-- START Supplied material --

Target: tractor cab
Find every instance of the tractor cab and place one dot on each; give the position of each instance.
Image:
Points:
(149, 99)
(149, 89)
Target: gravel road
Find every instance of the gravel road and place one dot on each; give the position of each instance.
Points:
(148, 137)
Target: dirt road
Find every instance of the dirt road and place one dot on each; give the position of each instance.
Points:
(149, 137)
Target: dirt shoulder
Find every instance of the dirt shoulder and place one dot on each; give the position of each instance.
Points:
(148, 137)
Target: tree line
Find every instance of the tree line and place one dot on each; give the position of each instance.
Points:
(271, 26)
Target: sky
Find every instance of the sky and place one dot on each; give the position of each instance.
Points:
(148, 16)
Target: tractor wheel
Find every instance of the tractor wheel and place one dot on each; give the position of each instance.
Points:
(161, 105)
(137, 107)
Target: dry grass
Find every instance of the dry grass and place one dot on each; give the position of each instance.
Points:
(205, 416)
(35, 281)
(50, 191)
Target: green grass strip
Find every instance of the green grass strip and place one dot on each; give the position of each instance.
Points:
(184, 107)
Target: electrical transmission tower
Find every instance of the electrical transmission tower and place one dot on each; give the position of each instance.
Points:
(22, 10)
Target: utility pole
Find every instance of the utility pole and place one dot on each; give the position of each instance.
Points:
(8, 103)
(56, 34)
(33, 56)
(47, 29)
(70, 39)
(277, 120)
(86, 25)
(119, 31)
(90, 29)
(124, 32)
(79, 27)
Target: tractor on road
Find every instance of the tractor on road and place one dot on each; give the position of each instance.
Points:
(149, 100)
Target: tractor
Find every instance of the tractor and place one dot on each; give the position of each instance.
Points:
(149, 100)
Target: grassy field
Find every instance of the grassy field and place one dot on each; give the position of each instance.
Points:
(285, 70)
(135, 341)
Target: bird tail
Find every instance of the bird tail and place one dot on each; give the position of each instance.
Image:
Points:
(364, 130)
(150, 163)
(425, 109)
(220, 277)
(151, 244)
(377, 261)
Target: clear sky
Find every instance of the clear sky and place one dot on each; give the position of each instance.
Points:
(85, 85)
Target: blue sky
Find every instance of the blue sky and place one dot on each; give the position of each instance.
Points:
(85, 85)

-- END Supplied material --

▶ [Your task] Quote the items word for word, starting at the line that contains "Target: green grass strip" and continuing through the end of the items.

▶ [Task solution]
Target: green grass strip
Find every instance of the green grass strip and place one dot on each; give the position of each instance.
Points:
(184, 107)
Target: electrical transmission tower
Find every instance of the electrical transmission tower and place one dot on each; give the position of each instance.
Points:
(22, 10)
Target: utility pole
Find every instance of the utility pole and place one dot on each; give the position of each instance.
Points:
(8, 103)
(56, 34)
(33, 56)
(47, 29)
(70, 39)
(277, 120)
(86, 25)
(119, 31)
(90, 29)
(124, 32)
(79, 27)
Target: tractor on road
Find every instance of the tractor on road and place one dot on each; give the position of each instance.
Points:
(149, 100)
Target: tractor
Find every instance of the tractor and place one dot on each; give the position of each instance.
Points:
(149, 100)
Target: grassy field
Find every instance of the grassy field and place one dot on each; give the position of each instance.
Points:
(285, 70)
(135, 341)
Target: bird tail
Find every instance of the bird tail and place one dot on each; give the position of each instance.
Image:
Points:
(364, 130)
(150, 163)
(425, 109)
(220, 277)
(151, 244)
(377, 261)
Target: clear sky
Find every instance of the clear sky and place one dot on each; give the position of each instance.
Points:
(85, 85)
Target: blue sky
Find every instance of the blue sky and place one dot on each; give the position of each instance.
Points:
(85, 85)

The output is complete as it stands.